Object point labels
........

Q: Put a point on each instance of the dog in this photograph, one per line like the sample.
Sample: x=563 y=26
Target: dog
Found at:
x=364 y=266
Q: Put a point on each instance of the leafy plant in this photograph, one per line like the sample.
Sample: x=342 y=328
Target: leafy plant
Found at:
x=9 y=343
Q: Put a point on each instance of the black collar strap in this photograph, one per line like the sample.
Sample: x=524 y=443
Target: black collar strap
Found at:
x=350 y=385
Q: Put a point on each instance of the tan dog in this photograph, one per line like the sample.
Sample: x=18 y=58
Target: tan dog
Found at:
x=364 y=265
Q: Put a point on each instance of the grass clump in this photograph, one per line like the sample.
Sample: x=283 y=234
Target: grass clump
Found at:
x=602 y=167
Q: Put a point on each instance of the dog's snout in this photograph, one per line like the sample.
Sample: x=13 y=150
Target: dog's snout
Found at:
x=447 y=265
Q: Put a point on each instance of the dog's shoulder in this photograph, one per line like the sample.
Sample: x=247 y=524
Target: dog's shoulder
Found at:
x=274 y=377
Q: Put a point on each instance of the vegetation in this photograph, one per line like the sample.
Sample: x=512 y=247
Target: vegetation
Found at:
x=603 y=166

........

Reproduce the listing from the line with "Q: Put a point on each instance of the vegetation" through the end of the listing, requests included, adding 12 to every number in the answer coordinates.

Q: Put a point on each instance of the vegetation in this photograph, one per line like the sample.
Sample: x=512 y=247
Target: vegetation
Found at:
x=615 y=178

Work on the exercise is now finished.